== Task brief ==
Put the lines of the items below into a Markdown table with the columns "Row" and "Line," starting with the line that contains "man's hand, locate" and going on through the line that contains "[[152, 129]]". Number each row and skip any blank lines.

== Material to process ==
·····

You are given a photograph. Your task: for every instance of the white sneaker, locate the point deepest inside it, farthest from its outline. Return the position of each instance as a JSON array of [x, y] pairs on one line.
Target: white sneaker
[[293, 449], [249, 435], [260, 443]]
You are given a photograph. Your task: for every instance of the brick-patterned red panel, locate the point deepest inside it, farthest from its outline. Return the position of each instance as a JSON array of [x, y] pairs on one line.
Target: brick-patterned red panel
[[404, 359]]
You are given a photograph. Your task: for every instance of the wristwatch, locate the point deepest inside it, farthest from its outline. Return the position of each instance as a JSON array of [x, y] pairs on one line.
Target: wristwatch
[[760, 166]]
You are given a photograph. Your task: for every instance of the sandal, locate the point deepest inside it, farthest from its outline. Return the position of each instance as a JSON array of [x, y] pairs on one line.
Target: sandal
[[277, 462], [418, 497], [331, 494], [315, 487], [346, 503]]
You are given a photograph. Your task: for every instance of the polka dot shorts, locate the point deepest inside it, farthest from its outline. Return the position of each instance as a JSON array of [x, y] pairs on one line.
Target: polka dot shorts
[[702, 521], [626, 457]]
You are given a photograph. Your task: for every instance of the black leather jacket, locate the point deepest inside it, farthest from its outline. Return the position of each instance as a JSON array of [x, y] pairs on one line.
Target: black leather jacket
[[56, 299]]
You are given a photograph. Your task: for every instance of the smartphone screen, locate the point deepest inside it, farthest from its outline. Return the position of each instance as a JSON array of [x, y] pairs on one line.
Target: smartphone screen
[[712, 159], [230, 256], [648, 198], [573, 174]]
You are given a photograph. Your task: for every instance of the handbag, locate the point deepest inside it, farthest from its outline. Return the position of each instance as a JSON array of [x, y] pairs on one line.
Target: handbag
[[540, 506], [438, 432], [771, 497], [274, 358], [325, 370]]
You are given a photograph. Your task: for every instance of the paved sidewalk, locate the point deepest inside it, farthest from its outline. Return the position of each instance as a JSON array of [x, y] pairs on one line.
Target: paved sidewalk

·····

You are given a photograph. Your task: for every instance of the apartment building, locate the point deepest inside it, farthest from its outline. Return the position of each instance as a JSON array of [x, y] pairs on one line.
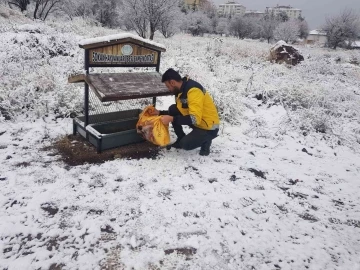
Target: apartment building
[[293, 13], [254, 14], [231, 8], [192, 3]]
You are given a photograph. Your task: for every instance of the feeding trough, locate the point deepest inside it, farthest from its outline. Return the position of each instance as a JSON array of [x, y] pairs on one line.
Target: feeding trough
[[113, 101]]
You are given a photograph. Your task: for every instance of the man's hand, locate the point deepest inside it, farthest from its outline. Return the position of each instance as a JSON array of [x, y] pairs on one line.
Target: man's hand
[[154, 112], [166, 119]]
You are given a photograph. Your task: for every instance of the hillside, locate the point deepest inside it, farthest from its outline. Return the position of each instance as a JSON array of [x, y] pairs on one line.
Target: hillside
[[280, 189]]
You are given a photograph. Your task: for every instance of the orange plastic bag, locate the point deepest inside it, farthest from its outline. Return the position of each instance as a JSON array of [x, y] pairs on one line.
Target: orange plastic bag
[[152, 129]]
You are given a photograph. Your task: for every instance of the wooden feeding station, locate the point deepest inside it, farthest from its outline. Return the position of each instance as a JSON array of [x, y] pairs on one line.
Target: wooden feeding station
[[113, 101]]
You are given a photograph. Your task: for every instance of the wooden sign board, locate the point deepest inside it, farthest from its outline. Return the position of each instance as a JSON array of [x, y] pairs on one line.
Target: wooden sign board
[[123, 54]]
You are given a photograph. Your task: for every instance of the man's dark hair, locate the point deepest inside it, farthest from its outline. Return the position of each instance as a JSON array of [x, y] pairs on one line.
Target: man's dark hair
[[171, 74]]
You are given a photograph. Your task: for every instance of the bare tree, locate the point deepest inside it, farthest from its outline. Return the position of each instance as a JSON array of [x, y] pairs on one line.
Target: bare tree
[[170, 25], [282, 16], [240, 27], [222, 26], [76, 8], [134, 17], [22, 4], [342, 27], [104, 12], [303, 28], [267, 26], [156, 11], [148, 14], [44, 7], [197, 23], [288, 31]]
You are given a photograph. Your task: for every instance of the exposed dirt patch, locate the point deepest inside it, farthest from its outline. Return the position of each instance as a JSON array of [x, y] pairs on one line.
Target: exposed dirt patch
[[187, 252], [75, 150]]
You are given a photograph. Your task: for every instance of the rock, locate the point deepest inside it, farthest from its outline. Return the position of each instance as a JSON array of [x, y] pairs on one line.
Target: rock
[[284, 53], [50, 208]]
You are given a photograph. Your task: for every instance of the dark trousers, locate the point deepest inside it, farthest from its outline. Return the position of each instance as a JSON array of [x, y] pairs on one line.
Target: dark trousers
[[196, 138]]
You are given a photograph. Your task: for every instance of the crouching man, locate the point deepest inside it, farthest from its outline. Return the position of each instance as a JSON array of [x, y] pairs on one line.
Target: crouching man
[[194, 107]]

·····

== Answer to this exercise ==
| Row | Line |
|---|---|
| 1 | You are given a photograph. Your task: for every instance of the man's hand, locate the point deepest inside it, farthest from its outline. Return the position of each instance as a JSON array of [x, y] pairs on one line. |
| 2 | Target: man's hand |
| 3 | [[154, 112], [166, 119]] |
| 4 | You are given a photograph. Your task: for every instance of the hillside, locate the point deepest inside it, farthest from its outline. Return the position of each instance as a JSON array of [x, y] pairs on one line. |
| 5 | Target: hillside |
| 6 | [[280, 189]] |
| 7 | You are given a photograph. Your task: for every instance of the orange plastic bag, locate the point deepest inside it, farthest from its outline. Return the position of each instance as a JSON array of [x, y] pairs on one line. |
| 8 | Target: orange plastic bag |
| 9 | [[152, 129]] |